--- Start of Entries ---

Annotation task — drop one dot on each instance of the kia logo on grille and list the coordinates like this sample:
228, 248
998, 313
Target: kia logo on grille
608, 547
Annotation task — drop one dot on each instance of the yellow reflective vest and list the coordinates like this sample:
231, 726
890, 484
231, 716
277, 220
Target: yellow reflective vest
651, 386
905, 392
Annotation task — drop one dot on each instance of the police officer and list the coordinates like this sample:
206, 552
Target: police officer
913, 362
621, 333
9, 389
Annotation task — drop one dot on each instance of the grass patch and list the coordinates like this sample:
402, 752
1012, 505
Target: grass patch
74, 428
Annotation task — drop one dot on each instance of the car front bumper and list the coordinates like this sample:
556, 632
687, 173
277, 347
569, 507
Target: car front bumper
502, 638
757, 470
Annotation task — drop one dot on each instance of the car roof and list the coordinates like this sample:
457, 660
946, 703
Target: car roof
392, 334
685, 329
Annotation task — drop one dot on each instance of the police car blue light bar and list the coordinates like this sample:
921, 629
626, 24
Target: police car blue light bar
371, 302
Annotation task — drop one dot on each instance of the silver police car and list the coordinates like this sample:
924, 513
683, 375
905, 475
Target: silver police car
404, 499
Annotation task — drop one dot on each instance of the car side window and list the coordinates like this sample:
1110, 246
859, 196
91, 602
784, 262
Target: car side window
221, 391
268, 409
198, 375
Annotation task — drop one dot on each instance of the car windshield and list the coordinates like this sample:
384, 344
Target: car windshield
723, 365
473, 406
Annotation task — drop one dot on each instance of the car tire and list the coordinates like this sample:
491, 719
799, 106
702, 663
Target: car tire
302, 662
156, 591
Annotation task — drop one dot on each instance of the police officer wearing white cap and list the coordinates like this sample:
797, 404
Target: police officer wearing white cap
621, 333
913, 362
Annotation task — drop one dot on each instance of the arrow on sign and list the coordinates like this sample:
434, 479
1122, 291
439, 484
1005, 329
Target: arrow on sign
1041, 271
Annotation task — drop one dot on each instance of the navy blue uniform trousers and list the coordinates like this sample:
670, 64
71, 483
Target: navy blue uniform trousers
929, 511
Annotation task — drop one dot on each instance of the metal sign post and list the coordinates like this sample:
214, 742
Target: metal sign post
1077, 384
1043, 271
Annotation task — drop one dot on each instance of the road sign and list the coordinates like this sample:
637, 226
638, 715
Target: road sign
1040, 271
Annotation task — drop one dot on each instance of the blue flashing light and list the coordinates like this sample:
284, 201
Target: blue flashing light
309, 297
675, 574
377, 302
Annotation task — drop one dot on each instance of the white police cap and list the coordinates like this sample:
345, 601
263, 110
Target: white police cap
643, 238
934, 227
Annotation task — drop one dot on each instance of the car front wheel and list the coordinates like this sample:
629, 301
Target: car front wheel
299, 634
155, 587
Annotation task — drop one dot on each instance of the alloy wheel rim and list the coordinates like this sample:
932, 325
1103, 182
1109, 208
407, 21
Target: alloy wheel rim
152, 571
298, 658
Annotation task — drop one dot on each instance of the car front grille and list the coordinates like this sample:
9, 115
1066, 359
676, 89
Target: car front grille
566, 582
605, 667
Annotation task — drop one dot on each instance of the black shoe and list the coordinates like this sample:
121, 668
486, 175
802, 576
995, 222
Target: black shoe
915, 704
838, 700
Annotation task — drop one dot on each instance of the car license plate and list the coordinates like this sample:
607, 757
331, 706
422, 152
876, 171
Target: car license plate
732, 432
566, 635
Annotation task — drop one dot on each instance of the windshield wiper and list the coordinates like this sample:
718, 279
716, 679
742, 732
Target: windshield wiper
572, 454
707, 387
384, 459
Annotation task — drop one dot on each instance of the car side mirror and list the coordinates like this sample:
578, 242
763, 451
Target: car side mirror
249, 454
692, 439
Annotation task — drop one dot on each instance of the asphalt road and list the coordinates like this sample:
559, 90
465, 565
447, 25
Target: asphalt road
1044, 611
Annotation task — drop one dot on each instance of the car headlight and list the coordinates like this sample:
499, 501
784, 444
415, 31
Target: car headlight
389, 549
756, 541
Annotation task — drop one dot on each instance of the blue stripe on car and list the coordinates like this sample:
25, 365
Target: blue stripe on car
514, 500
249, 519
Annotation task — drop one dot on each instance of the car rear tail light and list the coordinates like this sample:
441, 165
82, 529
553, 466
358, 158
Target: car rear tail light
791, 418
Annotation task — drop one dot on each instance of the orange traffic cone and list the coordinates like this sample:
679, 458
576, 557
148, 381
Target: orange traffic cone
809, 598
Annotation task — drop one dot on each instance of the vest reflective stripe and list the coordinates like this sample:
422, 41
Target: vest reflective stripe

--- End of Entries ---

The request>
Render every line of the records above as a JSON list of strings, one string per line, leaving out blank lines.

Task result>
[
  "Annotation task — drop one dot on each instance of the kia logo on grille and list the coordinates like this sample:",
  "228, 248",
  "998, 313",
  "Target: kia logo on grille",
  "608, 547",
  "Annotation task — drop one dot on each instance of the yellow reflective vest and list the coordinates like this sample:",
  "231, 726",
  "890, 484",
  "231, 716",
  "277, 220",
  "Target: yellow reflective vest",
  "651, 386",
  "905, 392",
  "Annotation task — drop one dot on each instance of the police officer and list the coordinates like this sample:",
  "206, 552",
  "Target: police officer",
  "913, 362",
  "621, 333",
  "9, 389",
  "Annotation task — drop one dot on each instance of the grass patch and list the coordinates like this sample:",
  "402, 752",
  "1012, 505",
  "Target: grass patch",
  "74, 428",
  "Annotation task — drop one dot on each instance of the car front bumper and list the coordinates like this sample:",
  "556, 632",
  "687, 173",
  "277, 347",
  "569, 507",
  "Target: car front bumper",
  "502, 638",
  "757, 470",
  "Annotation task — drop one dot on each instance of the car roof and list the coordinates like this sample:",
  "457, 660",
  "946, 703",
  "Target: car roof",
  "392, 334",
  "685, 329",
  "Annotation task — drop one dot on each instance of the police car blue light bar and list the coordinates like this sample:",
  "921, 629",
  "626, 24",
  "Target: police car blue light bar",
  "371, 302",
  "Annotation task — drop one dot on each instance of the silver police car and list the coordinates like this sample:",
  "924, 513",
  "683, 375",
  "905, 475",
  "Target: silver police car",
  "404, 499",
  "Annotation task — drop one dot on each instance of the car side window and list the coordinates like this sample:",
  "1110, 246",
  "859, 196",
  "91, 602",
  "784, 262",
  "Target: car side window",
  "221, 391",
  "268, 409",
  "198, 375",
  "Annotation task — drop one dot on each instance of the car windshield and list the coordinates like this sample:",
  "384, 344",
  "Target: car windshield",
  "723, 365",
  "473, 406",
  "Annotation task — drop one dot on each instance of the car tire and list the coordinates like this sample:",
  "491, 719",
  "799, 106",
  "702, 663",
  "Target: car tire",
  "302, 662",
  "156, 591",
  "Annotation task — drop one dot on each instance of the police officer wearing white cap and list the coordinates like this sample:",
  "797, 404",
  "Target: police officer wearing white cap",
  "621, 333",
  "913, 362",
  "Annotation task — drop one dot on each instance of the arrow on sign and list the coordinates like this sample:",
  "434, 479",
  "1122, 291",
  "439, 484",
  "1005, 329",
  "Target: arrow on sign",
  "1041, 271",
  "Annotation task — drop one dot on each instance of the navy blue uniform trousers and list the coordinates like this sample:",
  "670, 64",
  "71, 483",
  "Target: navy blue uniform trousers",
  "929, 511",
  "Annotation task — drop one dot on each instance of the metal sign post and list the coordinates like this sample:",
  "214, 742",
  "Target: metal sign post",
  "1077, 384",
  "1043, 271",
  "Annotation task — drop one dot on each instance of the road sign and list the coordinates like this sample:",
  "637, 226",
  "638, 715",
  "Target: road sign",
  "1040, 271",
  "Annotation task — drop one dot on each instance of the blue flashing light and list the coordinates like this sample:",
  "284, 201",
  "Target: blue flashing light",
  "309, 297",
  "675, 574",
  "377, 302",
  "Annotation task — drop one dot on each instance of the white police cap and list the coordinates like this sample:",
  "345, 601",
  "263, 110",
  "Target: white police cap",
  "643, 238",
  "934, 227",
  "Annotation task — drop one dot on each instance of the car front wheel and list the coordinates like this sample:",
  "629, 301",
  "Target: car front wheel",
  "299, 634",
  "155, 587",
  "Annotation task — drop one dot on each instance of the alloy wheel rim and list the coordinates like this sample:",
  "932, 325",
  "1103, 182",
  "1109, 208",
  "407, 21",
  "Target: alloy wheel rim",
  "152, 571",
  "298, 658",
  "Annotation task — drop one dot on each instance of the car front grille and list the coordinates like this sample:",
  "9, 115",
  "1066, 359",
  "676, 89",
  "Target: car front grille",
  "566, 582",
  "605, 667",
  "Annotation task — drop one dot on each instance of the black shoe and list the coordinates like this sample:",
  "121, 668",
  "486, 175",
  "802, 576",
  "995, 222",
  "Target: black shoe",
  "915, 704",
  "838, 700",
  "Annotation task — drop one dot on each instance of the car license plate and list the coordinates like this sample:",
  "607, 757",
  "331, 706",
  "422, 152",
  "876, 171",
  "Target: car license plate",
  "732, 432",
  "566, 635",
  "Annotation task — drop one dot on each instance of the windshield wiper and list the coordinates like this sample:",
  "718, 279",
  "716, 679",
  "742, 732",
  "Target: windshield wiper",
  "572, 454",
  "707, 387",
  "384, 459",
  "Annotation task — drop one dot on each instance of the car side mirror and list the coordinates like this sample:",
  "578, 242",
  "763, 451",
  "Target: car side mirror",
  "249, 454",
  "692, 439",
  "Annotation task — drop one dot on each instance of the asphalt road and list the coordinates like this sample:",
  "559, 90",
  "465, 565",
  "447, 25",
  "Target: asphalt road",
  "1044, 611",
  "Annotation task — drop one dot on each instance of the car headlight and list the coordinates like this sample:",
  "499, 501",
  "784, 444",
  "415, 31",
  "Target: car headlight",
  "389, 549",
  "756, 541",
  "Annotation task — drop one dot on each instance of the blue stripe on car and list the coordinates like this sample:",
  "25, 365",
  "Target: blue stripe on car",
  "514, 500",
  "249, 519",
  "Annotation task — drop one dot on each instance of the car rear tail light and list the coordinates like this sample:",
  "441, 165",
  "82, 529",
  "553, 466",
  "358, 158",
  "Target: car rear tail light",
  "791, 418",
  "Annotation task — drop one dot on each instance of the orange traffic cone and list the coordinates like this sample:",
  "679, 458",
  "576, 557",
  "148, 381",
  "Target: orange traffic cone",
  "809, 598",
  "Annotation task — drop one dot on each instance of the vest reflective stripe and list the coordinates like this sample:",
  "422, 41",
  "Target: vest reflective stripe"
]